WHAT THIS TASK INVOLVES: The records below hold pictures; please leave those out and retype the rest exactly.
BEGIN RECORD EXTRACTS
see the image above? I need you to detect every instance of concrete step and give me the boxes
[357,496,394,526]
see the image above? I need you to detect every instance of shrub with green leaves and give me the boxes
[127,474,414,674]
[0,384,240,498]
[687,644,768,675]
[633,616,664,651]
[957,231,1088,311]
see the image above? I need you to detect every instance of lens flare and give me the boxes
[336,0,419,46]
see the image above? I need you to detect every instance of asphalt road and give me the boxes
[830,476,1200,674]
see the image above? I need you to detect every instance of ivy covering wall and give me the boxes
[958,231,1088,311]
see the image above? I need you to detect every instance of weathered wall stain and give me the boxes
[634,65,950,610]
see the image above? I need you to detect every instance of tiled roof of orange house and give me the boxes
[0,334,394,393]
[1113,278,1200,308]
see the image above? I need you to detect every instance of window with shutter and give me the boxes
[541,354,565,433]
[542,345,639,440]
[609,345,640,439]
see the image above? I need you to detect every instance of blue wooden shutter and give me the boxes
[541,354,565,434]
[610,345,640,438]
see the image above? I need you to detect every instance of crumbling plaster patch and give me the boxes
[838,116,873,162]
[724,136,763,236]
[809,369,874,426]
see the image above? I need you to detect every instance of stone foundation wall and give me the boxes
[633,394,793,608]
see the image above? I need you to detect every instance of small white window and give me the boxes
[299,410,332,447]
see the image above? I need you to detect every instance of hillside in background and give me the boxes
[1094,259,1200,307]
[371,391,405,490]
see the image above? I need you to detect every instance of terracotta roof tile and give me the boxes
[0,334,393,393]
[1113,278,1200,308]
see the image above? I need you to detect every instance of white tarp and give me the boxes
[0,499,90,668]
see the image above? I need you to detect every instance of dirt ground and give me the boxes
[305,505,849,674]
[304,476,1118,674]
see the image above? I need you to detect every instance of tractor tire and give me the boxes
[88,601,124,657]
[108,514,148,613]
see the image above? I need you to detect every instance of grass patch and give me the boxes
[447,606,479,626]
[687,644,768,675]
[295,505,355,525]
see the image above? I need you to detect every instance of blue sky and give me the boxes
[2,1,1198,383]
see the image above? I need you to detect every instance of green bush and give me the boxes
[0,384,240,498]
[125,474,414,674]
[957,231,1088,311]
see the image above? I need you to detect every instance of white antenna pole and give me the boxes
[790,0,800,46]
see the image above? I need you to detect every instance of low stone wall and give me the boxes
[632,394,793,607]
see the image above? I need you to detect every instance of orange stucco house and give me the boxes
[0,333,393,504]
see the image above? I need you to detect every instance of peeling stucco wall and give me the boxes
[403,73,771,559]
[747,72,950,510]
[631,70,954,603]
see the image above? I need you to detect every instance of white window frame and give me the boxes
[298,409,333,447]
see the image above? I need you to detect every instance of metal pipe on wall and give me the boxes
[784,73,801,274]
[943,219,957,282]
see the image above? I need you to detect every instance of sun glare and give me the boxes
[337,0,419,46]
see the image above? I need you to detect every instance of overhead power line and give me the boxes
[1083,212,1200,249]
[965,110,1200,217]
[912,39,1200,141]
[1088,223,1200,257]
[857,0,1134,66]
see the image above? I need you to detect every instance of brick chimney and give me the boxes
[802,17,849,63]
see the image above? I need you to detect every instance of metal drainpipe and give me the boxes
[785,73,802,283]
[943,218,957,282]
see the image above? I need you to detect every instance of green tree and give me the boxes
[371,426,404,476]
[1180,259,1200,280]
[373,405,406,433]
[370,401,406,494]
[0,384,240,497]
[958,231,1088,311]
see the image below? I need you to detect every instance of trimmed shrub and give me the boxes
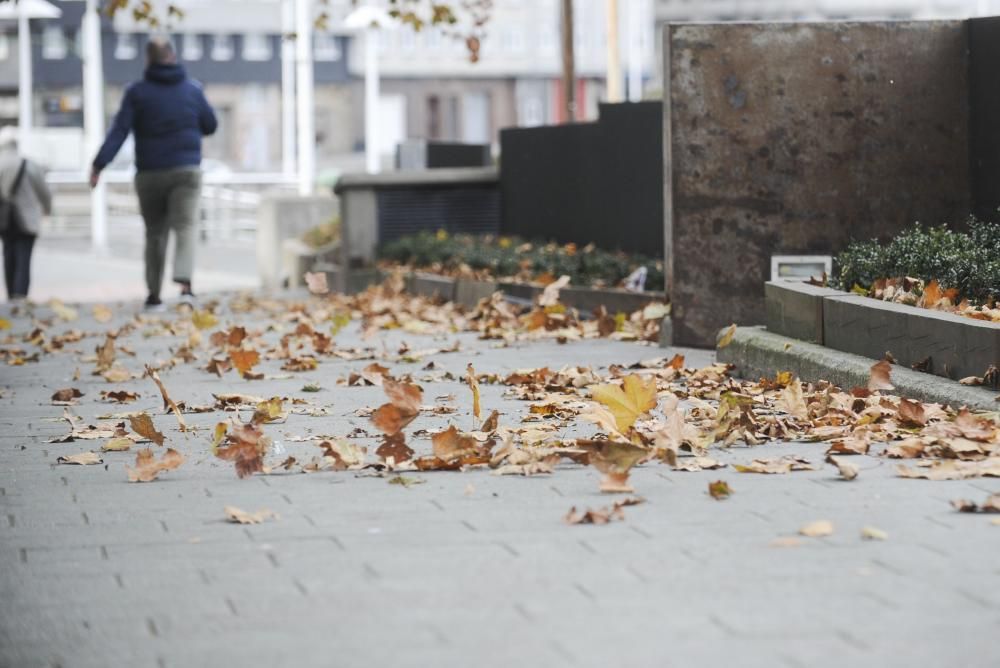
[833,218,1000,303]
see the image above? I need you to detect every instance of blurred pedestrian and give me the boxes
[0,126,52,302]
[90,36,217,312]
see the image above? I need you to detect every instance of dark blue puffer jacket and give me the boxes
[93,63,218,172]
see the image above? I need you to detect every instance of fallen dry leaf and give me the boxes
[224,506,278,524]
[776,378,808,420]
[100,390,139,403]
[145,366,187,432]
[564,496,644,525]
[590,374,657,433]
[192,310,219,330]
[826,455,859,481]
[896,458,1000,480]
[897,398,927,427]
[318,439,367,470]
[799,520,834,537]
[129,413,165,446]
[466,363,482,428]
[538,275,570,307]
[481,409,500,433]
[51,388,84,405]
[92,304,113,323]
[126,447,184,482]
[214,422,269,478]
[733,456,814,474]
[576,439,649,494]
[861,526,888,541]
[432,425,487,463]
[375,432,415,465]
[950,494,1000,514]
[101,436,133,452]
[708,480,732,500]
[371,378,423,435]
[230,348,261,377]
[717,323,737,349]
[304,271,329,295]
[57,451,102,465]
[388,474,425,488]
[868,359,894,392]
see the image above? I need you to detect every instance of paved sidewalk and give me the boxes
[9,234,259,304]
[0,296,997,668]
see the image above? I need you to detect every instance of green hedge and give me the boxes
[833,218,1000,303]
[378,232,665,292]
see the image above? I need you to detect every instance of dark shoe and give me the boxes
[143,296,167,313]
[177,290,197,308]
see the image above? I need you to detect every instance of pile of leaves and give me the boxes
[834,220,1000,320]
[378,231,665,292]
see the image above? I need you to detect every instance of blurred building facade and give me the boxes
[0,0,656,173]
[2,0,997,173]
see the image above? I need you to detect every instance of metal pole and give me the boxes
[17,9,32,149]
[281,0,296,178]
[605,0,622,103]
[560,0,575,122]
[294,0,315,195]
[364,28,380,174]
[83,0,108,252]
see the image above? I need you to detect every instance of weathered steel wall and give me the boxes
END RECORD EXTRACTS
EXERCISE OUTPUT:
see the image above? I need you to detect every instance of concrete step and give me the boxes
[357,496,394,526]
see the image above? I need you to detect every instance of shrub with green leaves and give me the boxes
[127,474,414,674]
[0,384,240,498]
[687,644,768,675]
[633,616,664,651]
[957,231,1088,311]
see the image above? I need you to detect every instance of lens flare and give me the boxes
[336,0,419,46]
see the image above? I need you to detect every instance of asphalt road and give me the boxes
[830,476,1200,674]
see the image above? I need you to detect every instance of ivy covering wall and give me the boxes
[958,231,1088,311]
see the image above? I need you to detect every instance of weathered wall stain and give me the boxes
[634,65,950,610]
see the image above? I need you to detect every instance of tiled roof of orange house and give me the boxes
[0,334,394,393]
[1113,278,1200,308]
see the image above? I need you to detect every instance of window with shutter and give me the boxes
[541,354,565,433]
[542,345,639,440]
[609,345,640,439]
see the image above? I need you to detect every instance of blue wooden shutter and give me the boxes
[541,354,565,434]
[610,345,640,438]
see the image above? I need you to detect every instance of crumbling plaster patch and give me the boxes
[838,116,873,162]
[724,136,763,236]
[809,369,874,426]
see the image above? I need you to detect every instance of stone foundation wall and give me the boxes
[633,394,793,608]
see the image above? I need you to detect every instance of small white window and give me the boxes
[299,410,332,447]
see the image above? I need you to detect every instance of hillside in background and give me the boxes
[1094,259,1200,307]
[371,391,405,490]
see the image above? I need you to detect every instance of terracotta roof tile and give me the boxes
[0,334,393,393]
[1113,278,1200,308]
see the image above? I need you to detect every instance of white tarp and give me the boxes
[0,499,90,668]
see the image above? I need you to detect every instance of dirt ground and give me the boxes
[305,505,849,674]
[304,476,1118,674]
see the image above? I need you to detect every instance of tractor tire and give me the boxes
[88,601,124,657]
[108,514,148,613]
see the image above? I need you to detect every instance of grass patch and give me the boxes
[447,606,479,626]
[687,644,768,675]
[295,505,355,525]
see the image above? I need you to detect every instance of blue sky and give me the boxes
[2,1,1198,383]
see the image above? I need you to detect every instance of green bush and give me the boxes
[0,384,240,498]
[125,474,414,674]
[957,231,1088,311]
see the image above? I need you to detect every instance of white antenna pole and give me the boxes
[790,0,800,46]
see the image above? I need you to detect every instance of low stone wall and give me the boxes
[632,394,793,607]
see the image above? I need you to detect every instance of orange stucco house and give me the boxes
[0,333,393,504]
see the image above? I need you to detect every instance of peeling stucco wall and give me the boxes
[403,73,771,559]
[747,72,950,510]
[631,70,954,603]
see the image above? I need you to detect every instance of white window frame and give me the boxes
[298,409,333,447]
see the image above? I need you to detect every instance of metal pipe on wall and give me the boxes
[784,73,801,274]
[943,219,957,282]
see the image above? I need you to detect every instance of sun glare and give me the boxes
[337,0,419,46]
see the image above? I need you to detect every instance of overhead power line and give me the boxes
[1083,212,1200,249]
[965,110,1200,217]
[912,39,1200,141]
[1088,223,1200,257]
[857,0,1134,66]
see the image above? I need you to detect every instance of brick chimney and give me the boxes
[802,17,849,63]
see the image above? I need you to detect every instance of metal drainpipe and give me the boxes
[785,73,802,283]
[943,218,957,282]
see the image above? I need you to detect every instance of green tree and give me the boxes
[371,426,404,476]
[1180,259,1200,280]
[373,405,406,433]
[370,401,406,494]
[0,384,240,497]
[958,231,1088,311]
see the image below? I need you to detect every instance of trimmed shrub and give me the boxes
[833,218,1000,303]
see the image above? I need you to detect every instance of blurred pedestrian and give me the boxes
[0,126,52,302]
[90,36,217,312]
see the image above? I need you to detect every instance of dark blue puffer jacket and give me the boxes
[93,63,218,172]
see the image above? I need you to detect every instance of fallen dry leaf and give me the boxes
[224,506,278,524]
[776,378,808,420]
[100,390,139,403]
[145,366,187,432]
[564,496,644,525]
[590,374,657,433]
[192,310,219,330]
[826,455,859,481]
[896,458,1000,480]
[897,398,927,427]
[318,439,367,470]
[799,520,834,537]
[129,413,165,446]
[466,363,482,428]
[538,275,570,307]
[481,409,500,433]
[51,388,84,405]
[92,304,113,323]
[126,447,184,482]
[214,422,269,478]
[733,456,814,474]
[576,439,649,494]
[861,526,888,541]
[432,425,487,463]
[375,432,415,465]
[950,494,1000,514]
[101,436,133,452]
[708,480,732,500]
[371,378,423,435]
[230,348,261,377]
[717,323,737,349]
[304,271,329,295]
[57,451,102,465]
[388,474,425,488]
[868,359,894,392]
see the image above? I need you to detect every instance of paved sidewalk and give me the boxes
[9,234,259,304]
[0,296,997,668]
see the image above? I need you to detect every instance of green hedge and give me the boxes
[833,218,1000,303]
[378,232,665,292]
see the image above? I need you to detect every instance of dark shoe and give me the boxes
[143,296,167,313]
[177,290,197,308]
see the image above? I need you to detect every instance of pile of leaves and give me the boxes
[834,220,1000,320]
[378,231,665,292]
see the image above? I need you to detect every instance of blurred building facade and give me the boxes
[0,0,656,173]
[2,0,997,173]
see the image above? I need you to detect every instance of metal pole and give me the boxes
[17,9,32,149]
[281,0,296,178]
[605,0,622,103]
[560,0,575,122]
[294,0,315,195]
[364,28,380,174]
[83,0,108,252]
see the image above? I need you to detect every instance of weathered steel wall and give me the boxes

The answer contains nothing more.